### Written exercise
Reproduce everything from the line containing "Instruction: identify the deer's hind" down to the line containing "366 310 474 466", replacing "hind leg" with "rear leg" and leaving all else unchanged.

### Bounding box annotation listing
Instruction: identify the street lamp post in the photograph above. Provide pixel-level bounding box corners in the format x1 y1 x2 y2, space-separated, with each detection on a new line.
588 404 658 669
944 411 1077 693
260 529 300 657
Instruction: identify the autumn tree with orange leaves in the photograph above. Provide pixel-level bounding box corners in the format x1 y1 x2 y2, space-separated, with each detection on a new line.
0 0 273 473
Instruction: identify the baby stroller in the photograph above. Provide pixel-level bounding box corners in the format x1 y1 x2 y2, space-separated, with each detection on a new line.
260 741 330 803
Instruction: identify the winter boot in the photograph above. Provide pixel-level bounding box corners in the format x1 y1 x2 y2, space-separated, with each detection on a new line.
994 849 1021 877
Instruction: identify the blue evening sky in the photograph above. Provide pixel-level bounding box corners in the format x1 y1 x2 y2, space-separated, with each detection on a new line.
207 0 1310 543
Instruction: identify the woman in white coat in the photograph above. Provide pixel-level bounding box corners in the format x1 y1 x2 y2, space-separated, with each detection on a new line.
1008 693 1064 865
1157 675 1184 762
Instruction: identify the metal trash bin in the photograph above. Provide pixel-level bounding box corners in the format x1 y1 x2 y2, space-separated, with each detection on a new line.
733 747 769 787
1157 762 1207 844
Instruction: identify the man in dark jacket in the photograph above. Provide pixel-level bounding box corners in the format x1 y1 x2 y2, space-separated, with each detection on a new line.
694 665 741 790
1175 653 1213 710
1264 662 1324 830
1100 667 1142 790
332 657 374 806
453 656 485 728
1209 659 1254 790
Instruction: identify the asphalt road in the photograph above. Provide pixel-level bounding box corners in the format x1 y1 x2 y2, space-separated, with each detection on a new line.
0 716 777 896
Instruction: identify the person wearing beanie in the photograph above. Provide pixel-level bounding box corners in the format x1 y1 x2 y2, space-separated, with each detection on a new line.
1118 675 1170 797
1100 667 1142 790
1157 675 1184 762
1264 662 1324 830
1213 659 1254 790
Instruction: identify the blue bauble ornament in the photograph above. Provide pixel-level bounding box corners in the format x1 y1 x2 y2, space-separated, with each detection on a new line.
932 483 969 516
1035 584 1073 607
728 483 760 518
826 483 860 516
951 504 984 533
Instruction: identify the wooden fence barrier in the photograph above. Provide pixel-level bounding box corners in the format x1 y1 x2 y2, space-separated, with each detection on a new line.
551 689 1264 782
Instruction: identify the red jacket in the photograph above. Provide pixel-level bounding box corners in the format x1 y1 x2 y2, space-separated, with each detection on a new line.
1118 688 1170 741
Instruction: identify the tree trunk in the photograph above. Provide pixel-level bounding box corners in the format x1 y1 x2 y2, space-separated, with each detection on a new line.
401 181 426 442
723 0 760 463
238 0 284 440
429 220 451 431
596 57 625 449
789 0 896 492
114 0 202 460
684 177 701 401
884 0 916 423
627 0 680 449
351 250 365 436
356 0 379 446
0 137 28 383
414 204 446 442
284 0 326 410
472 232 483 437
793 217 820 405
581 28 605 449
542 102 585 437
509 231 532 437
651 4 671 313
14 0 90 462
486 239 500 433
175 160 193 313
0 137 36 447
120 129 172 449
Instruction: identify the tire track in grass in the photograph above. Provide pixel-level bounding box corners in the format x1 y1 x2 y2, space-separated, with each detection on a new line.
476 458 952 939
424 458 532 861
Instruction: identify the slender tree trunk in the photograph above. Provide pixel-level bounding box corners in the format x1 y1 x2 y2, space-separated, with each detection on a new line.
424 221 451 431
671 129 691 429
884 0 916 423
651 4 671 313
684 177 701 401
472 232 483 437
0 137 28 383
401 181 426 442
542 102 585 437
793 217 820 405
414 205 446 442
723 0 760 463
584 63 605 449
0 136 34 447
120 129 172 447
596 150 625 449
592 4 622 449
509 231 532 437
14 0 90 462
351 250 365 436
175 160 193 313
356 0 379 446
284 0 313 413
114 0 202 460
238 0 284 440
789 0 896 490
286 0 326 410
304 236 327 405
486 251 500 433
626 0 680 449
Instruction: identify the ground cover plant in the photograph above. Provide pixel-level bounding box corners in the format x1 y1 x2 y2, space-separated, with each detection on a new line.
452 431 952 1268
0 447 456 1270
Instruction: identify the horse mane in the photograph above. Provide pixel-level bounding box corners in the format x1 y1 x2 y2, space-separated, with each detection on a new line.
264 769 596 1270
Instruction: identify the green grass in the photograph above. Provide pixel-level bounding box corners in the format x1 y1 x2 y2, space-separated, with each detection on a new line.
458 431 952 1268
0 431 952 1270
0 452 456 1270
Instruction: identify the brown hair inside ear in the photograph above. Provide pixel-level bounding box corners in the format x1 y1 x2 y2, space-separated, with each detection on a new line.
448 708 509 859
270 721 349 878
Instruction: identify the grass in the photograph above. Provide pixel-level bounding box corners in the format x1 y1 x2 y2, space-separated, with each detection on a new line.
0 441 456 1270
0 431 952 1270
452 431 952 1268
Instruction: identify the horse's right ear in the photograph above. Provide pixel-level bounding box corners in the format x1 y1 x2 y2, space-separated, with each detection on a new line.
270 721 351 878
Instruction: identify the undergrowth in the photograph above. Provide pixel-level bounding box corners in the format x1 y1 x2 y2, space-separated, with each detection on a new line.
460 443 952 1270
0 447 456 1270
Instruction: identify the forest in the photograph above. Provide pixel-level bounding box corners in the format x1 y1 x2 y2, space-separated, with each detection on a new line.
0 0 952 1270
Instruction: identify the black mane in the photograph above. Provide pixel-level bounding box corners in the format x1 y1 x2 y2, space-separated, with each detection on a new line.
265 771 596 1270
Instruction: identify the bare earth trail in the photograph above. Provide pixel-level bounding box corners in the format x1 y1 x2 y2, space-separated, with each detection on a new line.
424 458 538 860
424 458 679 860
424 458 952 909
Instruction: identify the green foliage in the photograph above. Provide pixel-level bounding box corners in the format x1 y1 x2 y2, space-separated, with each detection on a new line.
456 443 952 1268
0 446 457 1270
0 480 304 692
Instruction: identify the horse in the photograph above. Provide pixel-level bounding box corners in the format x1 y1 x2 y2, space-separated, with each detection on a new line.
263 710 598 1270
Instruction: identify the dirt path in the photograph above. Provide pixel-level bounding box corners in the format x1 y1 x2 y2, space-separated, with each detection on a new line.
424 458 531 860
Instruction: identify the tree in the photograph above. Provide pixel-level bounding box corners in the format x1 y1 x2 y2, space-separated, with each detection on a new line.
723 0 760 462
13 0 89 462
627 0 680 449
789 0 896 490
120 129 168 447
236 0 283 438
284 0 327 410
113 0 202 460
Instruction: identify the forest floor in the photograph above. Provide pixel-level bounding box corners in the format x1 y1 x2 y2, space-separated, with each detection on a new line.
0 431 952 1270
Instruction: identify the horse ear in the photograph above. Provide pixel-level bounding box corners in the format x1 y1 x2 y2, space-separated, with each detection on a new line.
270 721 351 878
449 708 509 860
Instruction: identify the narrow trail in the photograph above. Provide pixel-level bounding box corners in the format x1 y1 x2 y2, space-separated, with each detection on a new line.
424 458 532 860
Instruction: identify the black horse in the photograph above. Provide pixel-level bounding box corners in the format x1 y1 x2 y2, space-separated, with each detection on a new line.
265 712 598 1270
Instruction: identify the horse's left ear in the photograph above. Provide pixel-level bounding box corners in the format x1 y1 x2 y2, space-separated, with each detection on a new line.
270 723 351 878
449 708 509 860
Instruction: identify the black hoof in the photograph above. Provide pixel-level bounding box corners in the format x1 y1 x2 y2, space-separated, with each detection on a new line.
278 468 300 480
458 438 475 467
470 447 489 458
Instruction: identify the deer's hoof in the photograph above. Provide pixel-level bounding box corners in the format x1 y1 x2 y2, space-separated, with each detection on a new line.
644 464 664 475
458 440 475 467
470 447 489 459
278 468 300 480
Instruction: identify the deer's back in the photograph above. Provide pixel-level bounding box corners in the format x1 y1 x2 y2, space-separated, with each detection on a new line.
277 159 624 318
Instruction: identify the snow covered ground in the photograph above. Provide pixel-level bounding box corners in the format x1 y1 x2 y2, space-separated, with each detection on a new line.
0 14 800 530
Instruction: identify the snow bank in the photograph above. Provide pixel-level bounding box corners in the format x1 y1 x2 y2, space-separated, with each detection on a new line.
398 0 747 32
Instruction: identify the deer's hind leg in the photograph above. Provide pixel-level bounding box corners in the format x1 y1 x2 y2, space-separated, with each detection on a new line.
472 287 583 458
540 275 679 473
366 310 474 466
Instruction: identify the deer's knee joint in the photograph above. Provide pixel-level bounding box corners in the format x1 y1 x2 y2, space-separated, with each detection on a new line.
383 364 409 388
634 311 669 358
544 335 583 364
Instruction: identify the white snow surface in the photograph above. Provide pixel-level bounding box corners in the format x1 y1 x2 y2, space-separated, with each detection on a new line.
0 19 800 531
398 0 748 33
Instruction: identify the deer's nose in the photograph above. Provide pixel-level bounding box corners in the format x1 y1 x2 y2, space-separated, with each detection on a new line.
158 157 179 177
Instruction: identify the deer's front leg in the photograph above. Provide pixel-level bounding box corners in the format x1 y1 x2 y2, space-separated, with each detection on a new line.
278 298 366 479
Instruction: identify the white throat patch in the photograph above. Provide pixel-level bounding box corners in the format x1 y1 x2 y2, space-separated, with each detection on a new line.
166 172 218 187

### Exercise output
Instruction: identify the deer's rear leg in the photograph above. Provide pixel-level bounding box corners in the format x1 y1 x2 y2, space-separated, with each detection on a new line.
472 287 583 458
540 275 679 473
366 310 474 466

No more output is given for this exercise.